# [Arbeitsaufträge]
a) An welchem Datum ratifizierte Deutschland laut dem Text über häusliche Gewalt und die Istanbul-Konvention das Übereinkommen?
b) Schreiben Sie aus dem Text über häusliche Gewalt und die Istanbul-Konvention den Abschnitt wortgetreu ab, der bei „Das „Übereinkommen des“ beginnt und bei „den Kurztitel Istanbul-Konvention.“ endet.
c) Führen Sie den Text über häusliche Gewalt und die Istanbul-Konvention im Anschluss an seinen letzten Satz weiter.

Stefanie Knaab: „Wir können nichts Neues erwarten in einem alten und von Männern gemachten System. Die strukturelle Gewalt gegen Frauen ist schon so lange kulturell in der Gesellschaft verankert. Die Corona-Zeit hat viel gebracht, da das Thema von Expert*innen, von Seiten der Medien und auch von der Politik angesprochen wurde, es wurde öffentlich davor gewarnt – aber wirklich passiert ist kaum etwas. Wenn man Expertinnen fragt oder Mitarbeiterinnen der Frauenhäuser und Fachberatungsstellen, klagen diese seit Jahren über zu wenige Plätze. Obwohl die Istanbul-Konvention unterzeichnet wurde, fehlen weiterhin mehr als 14.000 Plätze (Stand: 2023, Frauenhauskoordinierung e.V.) in ganz Deutschland.
„Häusliche Gewalt ist im Kern stigmatisiert. Es wird den Frauen die Schuld gegeben für ihre Situation.“
Die Fachberatungsstellen und Frauenhäuser sind strukturell unterfinanziert. Das ist ein Symptom von falschen Prioritäten. Natürlich sehe ich auch den Wandel in den letzten Jahrzehnten – wenn man bedenkt, woher wir kommen: Vergewaltigung in der Ehe wurde erst 1997 verboten. Das Gewaltschutzgesetz besteht seit 2001. Bis 1958 mussten Frauen noch ihren Ehemann fragen, wenn sie arbeiten gehen wollten. Bis 1977 durften sie nur arbeiten, wenn das „mit ihren Pflichten in Ehe und Familie vereinbar“ war.
Die Istanbul-Konvention entstand in der Türkei und wurde dort gestoppt. Deutschland ratifizierte die Konvention erst 2017 und wurde für die mangelnde Umsetzung 2020 vom unabhängigen Gremium des Europarates (GREVIO – group of experts on action against violence) gerügt. Es ist einfach so: Häusliche Gewalt ist ein Prestige-Thema – es wird nicht an der Wurzel gepackt. Sie ist im Kern stigmatisiert und es wird den Frauen die Schuld gegeben für ihre Situation.“
Was ist die Istanbul-Konvention?
Das „Übereinkommen des Europarates zur Verhütung und Bekämpfung von Gewalt gegen Frauen und häuslicher Gewalt“ wurde am 11. Mai 2011 von 13 Staaten in Istanbul unterzeichnet und trägt somit den Kurztitel Istanbul-Konvention.
Bis März 2020 wurde das Übereinkommen von 45 Staaten unterzeichnet und von 34 ratifiziert. Das türkische Parlament hat es als erstes der Unterzeichnerstaaten am 14. März 2012 ratifiziert, aber bis zu seinem Wiederaustritt 2021 (als einziges Land) nie angewendet.
Österreich ratifizierte die Konvention am 14. November 2013, Deutschland am 12. Oktober 2017 und die Schweiz am 14. Dezember 2017.
Die Frauen werden für die Gewalt, die ihnen von Männern angetan wird, verantwortlich gemacht – was setzt das für ein Zeichen und tragen wir als Gesellschaft hier nicht eine Verantwortung?

# [Arbeitsmaterial]
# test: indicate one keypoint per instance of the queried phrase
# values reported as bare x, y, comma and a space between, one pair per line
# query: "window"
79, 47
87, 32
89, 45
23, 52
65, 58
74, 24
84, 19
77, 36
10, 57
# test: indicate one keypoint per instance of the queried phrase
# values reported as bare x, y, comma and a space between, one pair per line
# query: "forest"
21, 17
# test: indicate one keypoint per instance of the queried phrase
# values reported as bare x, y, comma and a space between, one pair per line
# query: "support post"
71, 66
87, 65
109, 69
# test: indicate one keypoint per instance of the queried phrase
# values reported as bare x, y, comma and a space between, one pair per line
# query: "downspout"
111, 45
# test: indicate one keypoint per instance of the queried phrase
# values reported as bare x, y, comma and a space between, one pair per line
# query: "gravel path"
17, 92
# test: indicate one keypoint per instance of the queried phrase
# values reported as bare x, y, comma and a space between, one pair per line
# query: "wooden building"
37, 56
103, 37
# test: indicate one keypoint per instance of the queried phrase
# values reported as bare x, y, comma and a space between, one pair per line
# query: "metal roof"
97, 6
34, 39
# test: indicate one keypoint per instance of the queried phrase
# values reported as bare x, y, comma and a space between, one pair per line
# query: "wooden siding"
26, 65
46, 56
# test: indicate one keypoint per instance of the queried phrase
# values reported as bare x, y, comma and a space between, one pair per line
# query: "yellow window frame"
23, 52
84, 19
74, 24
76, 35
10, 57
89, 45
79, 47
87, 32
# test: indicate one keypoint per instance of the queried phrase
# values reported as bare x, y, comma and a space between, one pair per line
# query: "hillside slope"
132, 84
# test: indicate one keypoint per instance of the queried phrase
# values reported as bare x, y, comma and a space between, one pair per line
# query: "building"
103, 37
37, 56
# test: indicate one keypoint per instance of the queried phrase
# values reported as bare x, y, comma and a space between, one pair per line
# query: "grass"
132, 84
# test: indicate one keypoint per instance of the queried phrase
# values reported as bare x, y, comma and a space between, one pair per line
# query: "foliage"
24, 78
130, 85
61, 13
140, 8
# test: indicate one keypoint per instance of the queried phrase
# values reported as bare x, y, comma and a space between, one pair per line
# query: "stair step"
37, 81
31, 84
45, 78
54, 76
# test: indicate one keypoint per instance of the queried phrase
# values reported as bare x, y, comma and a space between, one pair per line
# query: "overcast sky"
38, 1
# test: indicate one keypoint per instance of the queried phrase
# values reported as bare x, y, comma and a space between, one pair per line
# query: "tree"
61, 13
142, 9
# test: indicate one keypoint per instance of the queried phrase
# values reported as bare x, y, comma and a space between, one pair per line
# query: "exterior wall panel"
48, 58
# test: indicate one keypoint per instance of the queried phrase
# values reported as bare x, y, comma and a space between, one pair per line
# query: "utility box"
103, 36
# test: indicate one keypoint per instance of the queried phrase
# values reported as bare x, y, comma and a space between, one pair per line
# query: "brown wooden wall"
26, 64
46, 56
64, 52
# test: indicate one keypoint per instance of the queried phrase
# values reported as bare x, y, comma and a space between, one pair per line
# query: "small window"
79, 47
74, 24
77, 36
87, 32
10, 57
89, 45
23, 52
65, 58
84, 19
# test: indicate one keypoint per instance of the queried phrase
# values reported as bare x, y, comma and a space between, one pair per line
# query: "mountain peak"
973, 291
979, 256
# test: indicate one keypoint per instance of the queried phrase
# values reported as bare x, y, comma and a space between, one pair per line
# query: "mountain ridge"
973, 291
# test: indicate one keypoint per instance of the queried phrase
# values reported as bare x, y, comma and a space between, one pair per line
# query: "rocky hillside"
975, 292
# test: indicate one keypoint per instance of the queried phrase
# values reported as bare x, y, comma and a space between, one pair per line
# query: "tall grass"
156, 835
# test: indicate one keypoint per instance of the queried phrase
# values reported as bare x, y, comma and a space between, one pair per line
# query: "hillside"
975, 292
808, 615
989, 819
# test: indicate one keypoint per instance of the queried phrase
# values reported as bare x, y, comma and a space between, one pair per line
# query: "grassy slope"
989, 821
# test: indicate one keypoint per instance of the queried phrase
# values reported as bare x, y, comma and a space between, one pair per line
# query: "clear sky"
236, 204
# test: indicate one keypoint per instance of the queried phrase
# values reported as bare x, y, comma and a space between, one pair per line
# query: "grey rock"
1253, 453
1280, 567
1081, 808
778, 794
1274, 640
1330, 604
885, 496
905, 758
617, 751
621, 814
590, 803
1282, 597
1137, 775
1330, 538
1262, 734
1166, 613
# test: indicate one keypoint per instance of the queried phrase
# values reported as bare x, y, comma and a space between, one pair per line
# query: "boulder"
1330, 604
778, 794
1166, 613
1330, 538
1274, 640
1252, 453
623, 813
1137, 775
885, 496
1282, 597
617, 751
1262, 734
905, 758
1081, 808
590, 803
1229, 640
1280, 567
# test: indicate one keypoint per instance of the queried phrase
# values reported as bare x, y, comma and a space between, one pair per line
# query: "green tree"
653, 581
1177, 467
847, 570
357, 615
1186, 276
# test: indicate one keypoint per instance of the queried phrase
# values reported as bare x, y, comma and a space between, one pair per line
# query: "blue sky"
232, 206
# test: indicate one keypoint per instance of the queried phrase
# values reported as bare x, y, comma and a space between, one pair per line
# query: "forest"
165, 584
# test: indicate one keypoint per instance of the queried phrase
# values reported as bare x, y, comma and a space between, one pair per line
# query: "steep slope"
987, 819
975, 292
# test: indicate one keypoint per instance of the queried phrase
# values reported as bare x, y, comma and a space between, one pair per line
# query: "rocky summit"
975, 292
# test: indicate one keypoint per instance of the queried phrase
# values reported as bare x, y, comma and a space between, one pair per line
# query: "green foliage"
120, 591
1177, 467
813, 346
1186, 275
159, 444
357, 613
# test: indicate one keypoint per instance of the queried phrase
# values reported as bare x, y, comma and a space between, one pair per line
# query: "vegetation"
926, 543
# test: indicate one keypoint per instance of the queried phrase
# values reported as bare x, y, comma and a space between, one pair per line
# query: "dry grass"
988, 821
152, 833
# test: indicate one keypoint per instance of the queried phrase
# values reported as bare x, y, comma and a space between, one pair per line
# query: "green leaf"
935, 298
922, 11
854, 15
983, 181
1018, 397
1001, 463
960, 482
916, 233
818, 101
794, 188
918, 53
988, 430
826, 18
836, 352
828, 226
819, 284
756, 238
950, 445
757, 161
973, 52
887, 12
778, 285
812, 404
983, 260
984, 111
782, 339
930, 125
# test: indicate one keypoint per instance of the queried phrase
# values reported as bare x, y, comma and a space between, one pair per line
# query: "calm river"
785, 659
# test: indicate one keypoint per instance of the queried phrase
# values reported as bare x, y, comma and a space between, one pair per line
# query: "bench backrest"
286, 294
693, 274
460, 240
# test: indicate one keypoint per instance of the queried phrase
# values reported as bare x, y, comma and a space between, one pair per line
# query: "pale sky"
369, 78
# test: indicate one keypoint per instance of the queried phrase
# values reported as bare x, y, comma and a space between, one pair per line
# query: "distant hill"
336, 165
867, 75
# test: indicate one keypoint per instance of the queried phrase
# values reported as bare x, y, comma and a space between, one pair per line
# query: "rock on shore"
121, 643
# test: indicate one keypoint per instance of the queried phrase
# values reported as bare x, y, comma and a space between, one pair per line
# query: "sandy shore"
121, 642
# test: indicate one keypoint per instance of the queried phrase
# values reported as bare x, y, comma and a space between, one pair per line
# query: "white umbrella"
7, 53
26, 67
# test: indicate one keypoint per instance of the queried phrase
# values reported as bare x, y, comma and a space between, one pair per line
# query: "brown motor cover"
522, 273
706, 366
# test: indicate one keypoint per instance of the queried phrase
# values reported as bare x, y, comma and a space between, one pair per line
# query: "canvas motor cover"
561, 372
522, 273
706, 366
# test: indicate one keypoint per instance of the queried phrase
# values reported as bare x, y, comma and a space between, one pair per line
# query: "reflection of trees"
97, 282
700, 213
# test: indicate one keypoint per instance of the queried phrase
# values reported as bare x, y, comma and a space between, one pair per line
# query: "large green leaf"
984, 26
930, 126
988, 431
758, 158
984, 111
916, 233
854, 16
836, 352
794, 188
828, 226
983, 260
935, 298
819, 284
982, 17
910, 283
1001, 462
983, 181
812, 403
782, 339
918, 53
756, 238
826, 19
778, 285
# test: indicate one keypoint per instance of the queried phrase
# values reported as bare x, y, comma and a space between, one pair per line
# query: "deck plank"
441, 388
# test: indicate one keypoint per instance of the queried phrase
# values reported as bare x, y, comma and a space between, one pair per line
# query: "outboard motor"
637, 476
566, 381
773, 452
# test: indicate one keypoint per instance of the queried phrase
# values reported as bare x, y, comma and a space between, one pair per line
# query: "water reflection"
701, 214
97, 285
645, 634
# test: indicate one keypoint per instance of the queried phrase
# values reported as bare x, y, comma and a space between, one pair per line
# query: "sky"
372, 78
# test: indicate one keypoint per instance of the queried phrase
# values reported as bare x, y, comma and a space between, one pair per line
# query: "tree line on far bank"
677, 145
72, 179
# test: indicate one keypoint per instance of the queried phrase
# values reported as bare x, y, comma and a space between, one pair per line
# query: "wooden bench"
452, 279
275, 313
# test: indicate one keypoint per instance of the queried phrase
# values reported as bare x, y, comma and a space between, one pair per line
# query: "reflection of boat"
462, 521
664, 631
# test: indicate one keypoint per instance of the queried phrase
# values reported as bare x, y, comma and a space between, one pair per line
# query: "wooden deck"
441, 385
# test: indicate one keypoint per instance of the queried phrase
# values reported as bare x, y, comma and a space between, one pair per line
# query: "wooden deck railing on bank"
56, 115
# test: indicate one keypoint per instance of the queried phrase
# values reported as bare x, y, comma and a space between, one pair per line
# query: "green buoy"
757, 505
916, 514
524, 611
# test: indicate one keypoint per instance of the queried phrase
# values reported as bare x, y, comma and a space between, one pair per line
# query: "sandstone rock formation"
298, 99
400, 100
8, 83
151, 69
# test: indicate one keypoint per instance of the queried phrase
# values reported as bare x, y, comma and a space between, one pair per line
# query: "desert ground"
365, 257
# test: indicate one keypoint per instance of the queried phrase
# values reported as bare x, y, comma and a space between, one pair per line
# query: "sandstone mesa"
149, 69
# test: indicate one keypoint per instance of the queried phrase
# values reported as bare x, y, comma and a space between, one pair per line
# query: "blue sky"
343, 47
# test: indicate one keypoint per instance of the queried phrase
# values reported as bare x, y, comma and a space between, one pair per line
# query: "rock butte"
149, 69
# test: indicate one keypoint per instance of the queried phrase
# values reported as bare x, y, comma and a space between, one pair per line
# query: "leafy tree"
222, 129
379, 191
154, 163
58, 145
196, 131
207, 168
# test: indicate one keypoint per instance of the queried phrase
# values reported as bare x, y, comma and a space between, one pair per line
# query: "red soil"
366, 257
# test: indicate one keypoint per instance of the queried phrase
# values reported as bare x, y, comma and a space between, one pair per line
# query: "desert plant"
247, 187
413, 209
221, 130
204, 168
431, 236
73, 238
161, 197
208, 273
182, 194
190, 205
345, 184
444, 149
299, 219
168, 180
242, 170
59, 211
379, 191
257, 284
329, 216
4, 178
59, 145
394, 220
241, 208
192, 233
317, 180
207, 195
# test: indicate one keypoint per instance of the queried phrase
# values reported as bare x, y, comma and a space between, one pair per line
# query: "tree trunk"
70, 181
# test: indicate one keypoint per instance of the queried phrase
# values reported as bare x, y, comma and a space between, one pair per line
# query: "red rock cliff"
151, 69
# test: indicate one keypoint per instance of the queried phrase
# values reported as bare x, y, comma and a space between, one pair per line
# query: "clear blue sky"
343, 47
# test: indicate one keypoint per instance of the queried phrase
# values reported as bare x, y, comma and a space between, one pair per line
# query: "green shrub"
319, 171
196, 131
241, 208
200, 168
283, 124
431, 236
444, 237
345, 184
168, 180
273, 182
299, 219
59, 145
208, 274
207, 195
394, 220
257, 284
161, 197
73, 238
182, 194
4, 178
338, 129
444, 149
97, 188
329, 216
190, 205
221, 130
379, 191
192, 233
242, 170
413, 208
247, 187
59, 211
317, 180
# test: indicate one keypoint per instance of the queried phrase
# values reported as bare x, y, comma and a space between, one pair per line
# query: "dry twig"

# [Lösungen]
a) Am 12. Oktober 2017.

b)
Das „Übereinkommen des Europarates zur Verhütung und Bekämpfung von Gewalt gegen Frauen und häuslicher Gewalt“ wurde am 11. Mai 2011 von 13 Staaten in Istanbul unterzeichnet und trägt somit den Kurztitel Istanbul-Konvention.

c)
„Die Verantwortung als Gesellschaft ist immens, und viele Länder gehen mit gutem Beispiel voran. Schauen wir auf Spanien: Im Jahr 1997 war dort eine Frau von häuslicher Gewalt betroffen und hat ihren Mann fünfzehnmal angezeigt, die Polizei konnte aber nichts tun, das Gericht urteilte gegen sie. Ihr Mann übergoss sie schließlich auf offener Straße mit Benzin und zündete sie an. Daraufhin gingen Hundertausende Menschen auf die Straße, auf den anhaltenen Druck der Bevölkerung wurde 2004 das „Gesetz gegen geschlechtsspezifische Gewalt“ verabschiedet, was den Kampf gegen häusliche Gewalt zur staatlichen Aufgabe machte und zeigte, dass häusliche Gewalt ein gesellschaftliches Problem ist. Das Gesetz ist innovativ und die Zahlen belegen, dass es wirkt. Sowas haben wir in Deutschland in diesem Ausmaß noch nicht erlebt.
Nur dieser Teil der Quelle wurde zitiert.